____ Data

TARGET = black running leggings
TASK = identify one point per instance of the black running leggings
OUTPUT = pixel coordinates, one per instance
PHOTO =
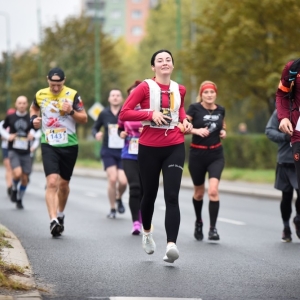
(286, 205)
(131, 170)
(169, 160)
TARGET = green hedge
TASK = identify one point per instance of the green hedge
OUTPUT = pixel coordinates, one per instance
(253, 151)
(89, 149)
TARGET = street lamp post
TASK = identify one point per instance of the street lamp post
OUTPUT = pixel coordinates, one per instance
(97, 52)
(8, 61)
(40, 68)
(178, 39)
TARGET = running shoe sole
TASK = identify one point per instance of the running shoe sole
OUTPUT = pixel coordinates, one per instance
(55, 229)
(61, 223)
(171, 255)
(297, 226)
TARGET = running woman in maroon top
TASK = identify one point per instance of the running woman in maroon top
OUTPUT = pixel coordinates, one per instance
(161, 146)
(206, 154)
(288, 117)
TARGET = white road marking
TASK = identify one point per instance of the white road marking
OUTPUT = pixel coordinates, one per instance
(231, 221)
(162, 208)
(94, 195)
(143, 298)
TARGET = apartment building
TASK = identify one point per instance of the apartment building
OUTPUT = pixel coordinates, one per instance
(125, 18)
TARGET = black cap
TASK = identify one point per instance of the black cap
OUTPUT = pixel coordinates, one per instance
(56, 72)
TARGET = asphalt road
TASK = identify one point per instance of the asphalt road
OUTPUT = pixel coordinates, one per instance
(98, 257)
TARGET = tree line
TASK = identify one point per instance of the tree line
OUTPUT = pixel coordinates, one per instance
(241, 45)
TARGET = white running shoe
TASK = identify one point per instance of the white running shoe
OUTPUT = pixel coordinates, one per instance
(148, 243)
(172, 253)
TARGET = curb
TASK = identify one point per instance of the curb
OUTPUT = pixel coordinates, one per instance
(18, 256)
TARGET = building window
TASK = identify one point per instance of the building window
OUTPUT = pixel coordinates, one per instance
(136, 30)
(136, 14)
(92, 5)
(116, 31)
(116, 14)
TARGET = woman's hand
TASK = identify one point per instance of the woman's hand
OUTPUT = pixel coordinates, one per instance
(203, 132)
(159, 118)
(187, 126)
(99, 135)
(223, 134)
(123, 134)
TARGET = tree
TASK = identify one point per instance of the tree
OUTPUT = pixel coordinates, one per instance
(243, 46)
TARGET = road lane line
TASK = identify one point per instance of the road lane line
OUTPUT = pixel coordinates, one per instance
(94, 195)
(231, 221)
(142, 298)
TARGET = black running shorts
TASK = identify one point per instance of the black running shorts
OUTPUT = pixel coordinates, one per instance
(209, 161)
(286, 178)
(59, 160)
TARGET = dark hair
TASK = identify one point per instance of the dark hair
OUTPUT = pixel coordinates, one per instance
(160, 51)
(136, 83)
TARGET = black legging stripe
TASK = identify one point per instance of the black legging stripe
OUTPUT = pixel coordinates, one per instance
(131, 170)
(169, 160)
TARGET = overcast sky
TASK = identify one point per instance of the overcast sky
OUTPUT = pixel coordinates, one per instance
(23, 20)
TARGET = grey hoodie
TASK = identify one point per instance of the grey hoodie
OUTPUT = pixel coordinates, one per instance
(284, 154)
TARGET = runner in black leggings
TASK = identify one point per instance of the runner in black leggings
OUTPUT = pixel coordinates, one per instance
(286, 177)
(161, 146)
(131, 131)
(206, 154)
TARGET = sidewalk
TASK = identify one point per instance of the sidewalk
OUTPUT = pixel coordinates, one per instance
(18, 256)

________
____ Data

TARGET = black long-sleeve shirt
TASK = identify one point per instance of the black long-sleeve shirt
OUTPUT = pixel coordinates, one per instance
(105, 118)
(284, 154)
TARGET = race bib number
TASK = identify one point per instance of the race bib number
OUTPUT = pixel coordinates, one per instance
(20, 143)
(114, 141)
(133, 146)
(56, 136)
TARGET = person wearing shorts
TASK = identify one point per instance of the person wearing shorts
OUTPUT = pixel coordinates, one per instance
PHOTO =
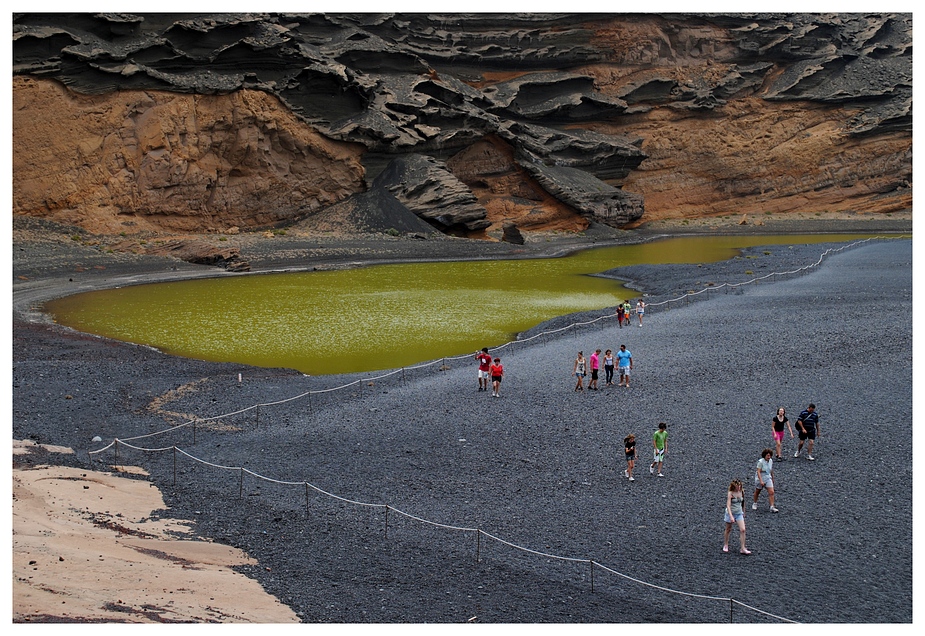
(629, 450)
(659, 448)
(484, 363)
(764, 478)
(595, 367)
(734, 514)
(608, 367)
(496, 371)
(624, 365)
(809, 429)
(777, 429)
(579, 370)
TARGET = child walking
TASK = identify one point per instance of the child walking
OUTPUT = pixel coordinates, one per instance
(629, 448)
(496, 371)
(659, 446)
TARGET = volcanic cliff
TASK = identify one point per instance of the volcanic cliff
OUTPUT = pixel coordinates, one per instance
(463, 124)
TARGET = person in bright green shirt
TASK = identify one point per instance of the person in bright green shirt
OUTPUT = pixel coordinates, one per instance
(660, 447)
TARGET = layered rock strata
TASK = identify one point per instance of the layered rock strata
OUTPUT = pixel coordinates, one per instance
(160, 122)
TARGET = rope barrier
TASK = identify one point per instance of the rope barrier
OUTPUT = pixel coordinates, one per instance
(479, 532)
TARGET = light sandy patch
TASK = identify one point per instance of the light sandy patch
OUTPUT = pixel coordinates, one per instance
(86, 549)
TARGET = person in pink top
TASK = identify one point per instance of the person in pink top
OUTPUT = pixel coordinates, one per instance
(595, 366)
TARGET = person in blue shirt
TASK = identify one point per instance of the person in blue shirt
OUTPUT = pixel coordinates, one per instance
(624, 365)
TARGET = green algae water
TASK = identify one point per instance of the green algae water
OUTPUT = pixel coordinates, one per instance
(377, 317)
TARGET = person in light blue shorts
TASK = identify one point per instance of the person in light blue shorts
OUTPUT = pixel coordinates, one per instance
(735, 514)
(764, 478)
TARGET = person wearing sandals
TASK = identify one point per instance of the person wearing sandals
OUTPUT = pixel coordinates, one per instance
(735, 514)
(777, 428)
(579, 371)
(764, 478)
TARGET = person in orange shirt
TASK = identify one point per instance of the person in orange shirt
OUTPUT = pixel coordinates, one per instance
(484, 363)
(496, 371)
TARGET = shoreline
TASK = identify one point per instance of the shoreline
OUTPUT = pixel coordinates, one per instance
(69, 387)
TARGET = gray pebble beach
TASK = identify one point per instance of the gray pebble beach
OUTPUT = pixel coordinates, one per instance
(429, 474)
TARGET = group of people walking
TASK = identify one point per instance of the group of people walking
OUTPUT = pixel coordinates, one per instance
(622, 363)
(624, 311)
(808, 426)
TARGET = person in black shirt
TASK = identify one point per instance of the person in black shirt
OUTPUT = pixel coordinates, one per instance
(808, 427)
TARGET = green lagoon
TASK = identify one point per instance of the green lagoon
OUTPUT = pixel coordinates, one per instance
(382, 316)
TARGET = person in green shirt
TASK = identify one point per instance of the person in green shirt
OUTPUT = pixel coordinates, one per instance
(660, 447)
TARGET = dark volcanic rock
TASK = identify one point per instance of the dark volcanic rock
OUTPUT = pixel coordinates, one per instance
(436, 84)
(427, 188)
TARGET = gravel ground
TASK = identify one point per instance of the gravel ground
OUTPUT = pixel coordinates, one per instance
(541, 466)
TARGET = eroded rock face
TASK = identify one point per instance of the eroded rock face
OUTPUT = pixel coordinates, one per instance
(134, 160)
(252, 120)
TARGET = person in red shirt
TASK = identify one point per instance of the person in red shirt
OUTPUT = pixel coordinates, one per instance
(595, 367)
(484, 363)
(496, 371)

________

What the task asks
Repeat exactly the lines above from the one with "TARGET = layered rock strata" up to and including the one with "TASK = identify one point per instance of the shoreline". No other line belongs in the reply.

Response to the task
TARGET = layered rock strata
TASK = identify one point per instance of the layered rock strata
OUTPUT = pixel coordinates, one per instance
(160, 122)
TARGET = rope barrier
TASK = identify one point per instance of the rope barrier
OUTPUT = pixel coordinates, one per instance
(479, 532)
TARGET = light sandy patch
TASK = identify one point per instance of the light sandy patch
OUTPUT = pixel coordinates, one per instance
(86, 549)
TARGET = person in pink top
TASK = identify one point per instance of the person in pink top
OUTPUT = pixel coordinates, one per instance
(595, 366)
TARGET = person in blue shirt
TASK = identify one point per instance of the person in blue shirt
OUTPUT = pixel coordinates, one per instance
(624, 365)
TARGET = green algae water
TASK = identify one point per instance of the green algae water
OUTPUT = pixel coordinates, one per instance
(377, 317)
TARGET = person in light blue shorts
TASK = identify one point per instance of the person in light blue shorts
OUTPUT = pixel coordinates, one per instance
(735, 514)
(764, 478)
TARGET = person wearing sandals
TASK = identify one point per instance of the person wearing sandals
OUTPUT = pixel coordinates, one per instance
(735, 514)
(777, 428)
(579, 371)
(764, 478)
TARGET = person in orange shirt
TASK = identify one point per instance of the person in orange shirt
OUTPUT = pixel coordinates, one per instance
(484, 363)
(496, 371)
TARGET = shoreline
TASK = identify one point per instance of the shoreline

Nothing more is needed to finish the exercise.